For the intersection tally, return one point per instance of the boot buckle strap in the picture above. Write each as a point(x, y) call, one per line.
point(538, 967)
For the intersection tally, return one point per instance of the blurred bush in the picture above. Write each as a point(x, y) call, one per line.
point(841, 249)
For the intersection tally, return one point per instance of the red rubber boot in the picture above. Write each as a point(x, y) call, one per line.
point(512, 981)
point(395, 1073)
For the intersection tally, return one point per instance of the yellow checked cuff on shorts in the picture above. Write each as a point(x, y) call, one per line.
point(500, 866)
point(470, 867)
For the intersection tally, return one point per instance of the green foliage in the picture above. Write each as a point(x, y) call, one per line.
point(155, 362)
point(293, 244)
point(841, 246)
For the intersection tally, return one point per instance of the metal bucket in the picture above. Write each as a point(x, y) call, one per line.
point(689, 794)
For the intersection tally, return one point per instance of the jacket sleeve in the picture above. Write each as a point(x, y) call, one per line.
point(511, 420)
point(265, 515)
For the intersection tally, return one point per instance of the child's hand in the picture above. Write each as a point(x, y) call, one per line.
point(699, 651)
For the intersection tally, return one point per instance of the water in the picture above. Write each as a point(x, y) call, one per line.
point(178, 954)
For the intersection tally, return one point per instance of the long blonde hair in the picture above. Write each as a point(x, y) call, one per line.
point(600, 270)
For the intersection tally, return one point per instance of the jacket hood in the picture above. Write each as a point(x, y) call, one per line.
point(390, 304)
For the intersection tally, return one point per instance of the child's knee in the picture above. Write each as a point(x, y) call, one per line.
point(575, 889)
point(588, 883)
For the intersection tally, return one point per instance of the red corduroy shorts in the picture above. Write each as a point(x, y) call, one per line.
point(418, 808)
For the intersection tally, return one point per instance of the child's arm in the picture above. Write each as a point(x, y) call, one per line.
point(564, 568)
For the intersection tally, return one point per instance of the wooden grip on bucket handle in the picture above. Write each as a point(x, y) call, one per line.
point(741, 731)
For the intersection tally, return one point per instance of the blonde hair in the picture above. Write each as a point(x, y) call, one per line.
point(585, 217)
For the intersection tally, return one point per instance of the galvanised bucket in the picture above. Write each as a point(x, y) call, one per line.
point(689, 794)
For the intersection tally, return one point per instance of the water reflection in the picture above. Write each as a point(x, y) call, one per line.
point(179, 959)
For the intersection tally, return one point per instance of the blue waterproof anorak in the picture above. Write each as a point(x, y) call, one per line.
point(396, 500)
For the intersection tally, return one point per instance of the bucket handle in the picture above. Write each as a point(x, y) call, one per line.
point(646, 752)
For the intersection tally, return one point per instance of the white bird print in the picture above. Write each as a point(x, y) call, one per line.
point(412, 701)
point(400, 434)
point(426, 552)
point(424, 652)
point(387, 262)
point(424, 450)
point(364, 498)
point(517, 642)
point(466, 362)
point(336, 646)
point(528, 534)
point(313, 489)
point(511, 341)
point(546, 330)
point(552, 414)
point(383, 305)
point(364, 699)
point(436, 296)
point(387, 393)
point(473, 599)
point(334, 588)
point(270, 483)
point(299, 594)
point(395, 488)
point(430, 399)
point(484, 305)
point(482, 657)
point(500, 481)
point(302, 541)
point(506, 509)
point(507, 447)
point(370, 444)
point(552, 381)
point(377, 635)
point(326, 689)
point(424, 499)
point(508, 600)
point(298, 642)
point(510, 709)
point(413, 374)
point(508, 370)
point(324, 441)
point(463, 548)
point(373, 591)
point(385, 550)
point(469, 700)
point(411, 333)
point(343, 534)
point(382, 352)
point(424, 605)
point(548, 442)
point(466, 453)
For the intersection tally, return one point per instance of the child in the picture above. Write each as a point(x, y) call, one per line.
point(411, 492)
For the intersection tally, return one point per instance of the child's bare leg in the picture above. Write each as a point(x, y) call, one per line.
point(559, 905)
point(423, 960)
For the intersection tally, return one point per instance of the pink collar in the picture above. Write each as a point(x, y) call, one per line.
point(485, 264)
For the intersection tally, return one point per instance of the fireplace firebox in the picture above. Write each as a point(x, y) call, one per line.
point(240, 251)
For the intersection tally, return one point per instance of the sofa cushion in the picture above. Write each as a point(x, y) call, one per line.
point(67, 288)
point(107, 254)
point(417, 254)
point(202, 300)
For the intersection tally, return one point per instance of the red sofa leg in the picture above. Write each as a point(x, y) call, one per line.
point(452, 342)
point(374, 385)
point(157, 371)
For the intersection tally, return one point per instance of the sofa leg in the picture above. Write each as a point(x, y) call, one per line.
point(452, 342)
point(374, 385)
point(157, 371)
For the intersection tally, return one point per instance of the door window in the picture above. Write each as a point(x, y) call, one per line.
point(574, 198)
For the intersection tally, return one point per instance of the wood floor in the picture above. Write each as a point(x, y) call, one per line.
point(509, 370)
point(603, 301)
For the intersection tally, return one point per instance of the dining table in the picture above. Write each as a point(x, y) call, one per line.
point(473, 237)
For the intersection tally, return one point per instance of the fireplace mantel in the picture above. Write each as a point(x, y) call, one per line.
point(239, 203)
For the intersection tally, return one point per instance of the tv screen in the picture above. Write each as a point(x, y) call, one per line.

------------

(Instructions to follow)
Please update all the items above by changing every "intersection tally" to "crossing count", and leave everything else unchanged.

(Complete response)
For the crossing count, return one point per instance of the boot buckle strap in the picture above. Write each as a point(x, y) call, one per line.
point(538, 967)
For the crossing count, return one point per instance of the blurred bush in the picture above. Write each as a point(x, y) call, one per line.
point(841, 249)
For the crossing count, return one point per instance of the red rubber boot in the picture above. Write each as a point(x, y) call, one per line.
point(512, 981)
point(395, 1073)
For the crossing count, return one point per instance of the yellow checked cuff on shorts in the picture above. Write each as a point(x, y) call, one per line.
point(500, 866)
point(470, 867)
For the crossing count, return one point per instance of the green foliage in the picture above. Write each as a point(x, y) call, one per line.
point(155, 362)
point(293, 244)
point(841, 246)
For the crossing count, return one point per instance of the metal bucket in the picture above. Write each as a point(x, y) call, one per line.
point(689, 794)
For the crossing count, return one point per instance of the jacket sleeve in the picture above. Write each as a point(x, y) call, one per line.
point(511, 420)
point(265, 515)
For the crossing count, return one point per instance of the child's hand in the picture above. Write each as a point(x, y) call, one per line.
point(699, 651)
For the crossing count, return one point per instance of the water in the picture above. Write each as a point(x, y) call, one per line.
point(178, 954)
For the crossing count, return one point per instance of the long blonde hair in the picture above. Write each as a point(x, y) call, one per line.
point(600, 270)
For the crossing count, return one point per instance of the jacket hood in the picture above. Write each as a point(x, y) call, one per line.
point(390, 304)
For the crossing count, return one point per instance of the child's knee in the picture above. Write each as a point(x, y) call, one per line.
point(575, 889)
point(588, 883)
For the crossing count, return one point per instance of the red corduroy shorts in the picture above. Write each as a point(x, y) call, one per line.
point(418, 808)
For the crossing count, return one point per instance of the child's arm in the picture above. Write each as a point(x, y) call, one per line.
point(564, 568)
For the crossing count, return one point per instance of the wooden grip on bucket handle in the picture above. Write each as a point(x, y) call, one per line.
point(741, 731)
For the crossing count, return one point per instance of the blonde hair in the picture above. Write each as a point(x, y) call, one per line.
point(585, 217)
For the crossing count, return one point per instance of the galvanised bucket in the picture above. Write each as a point(x, y) call, one per line.
point(689, 794)
For the crossing count, return one point per instance of the water reflection in the picture above. Write each as a point(x, y) call, one per line.
point(179, 959)
For the crossing count, return one point per instance of the blue waterproof anorak in the picture above. Write each as a point(x, y) call, one per line.
point(396, 500)
For the crossing count, return one point per instance of the bucket handle in the picture above. Write each as a point(x, y) call, one per line.
point(646, 752)
For the crossing count, return one point per instance of the white bird print in the picture above. Write each as a point(x, y) call, one per line.
point(412, 701)
point(400, 434)
point(426, 552)
point(424, 652)
point(387, 262)
point(424, 450)
point(364, 498)
point(517, 642)
point(466, 362)
point(336, 646)
point(528, 534)
point(313, 489)
point(511, 341)
point(546, 330)
point(552, 414)
point(383, 305)
point(364, 699)
point(436, 296)
point(387, 393)
point(473, 599)
point(334, 588)
point(270, 483)
point(299, 594)
point(395, 488)
point(430, 399)
point(484, 305)
point(482, 657)
point(500, 481)
point(302, 541)
point(506, 509)
point(507, 447)
point(370, 444)
point(552, 381)
point(377, 635)
point(326, 689)
point(424, 499)
point(508, 600)
point(298, 642)
point(510, 709)
point(413, 374)
point(508, 370)
point(324, 441)
point(463, 548)
point(373, 591)
point(385, 550)
point(469, 700)
point(411, 333)
point(343, 534)
point(382, 352)
point(424, 605)
point(548, 442)
point(466, 453)
For the crossing count, return one point per instance of the child in the picture above. Write each as a point(x, y) call, one per line.
point(411, 492)
For the crossing count, return one point per instance of the child's bare leg in the picture above. Write each as a point(x, y) call, one per line.
point(559, 905)
point(423, 960)
For the crossing count, return one point per instance of the pink collar in the picture above. Write each as a point(x, y) call, one per line.
point(485, 264)
For the crossing count, return one point per instance of the fireplace firebox in the picture above. Write each as a point(x, y) call, one per line.
point(240, 251)
For the crossing count, return one point per instance of the sofa cushion in the picture above. Write each as a point(x, y) call, one per line.
point(67, 288)
point(107, 254)
point(417, 254)
point(202, 300)
For the crossing count, return one point per instance of the red sofa leg in the picture above. Write each as a point(x, y) call, one per line.
point(452, 342)
point(374, 385)
point(157, 371)
For the crossing count, return one point per instance of the sofa leg in the picture above. Write each as a point(x, y) call, one per line.
point(452, 342)
point(374, 385)
point(157, 371)
For the crossing count, return one point per instance of the door window in the picture above. Write each as a point(x, y) call, one per line.
point(574, 198)
For the crossing count, return one point per instance of the wood floor in the picture above. Write each as a point(x, y) call, one per line.
point(509, 370)
point(603, 301)
For the crossing count, return one point per instance of the dining table in the picture above. Write each as a point(x, y) call, one per line.
point(473, 237)
For the crossing count, return one point per instance of the fireplace mantel in the picture above. Write each as a point(x, y) call, one per line.
point(239, 203)
For the crossing count, return one point per instance of the tv screen in the picture above. Write each as a point(x, y) call, one per line.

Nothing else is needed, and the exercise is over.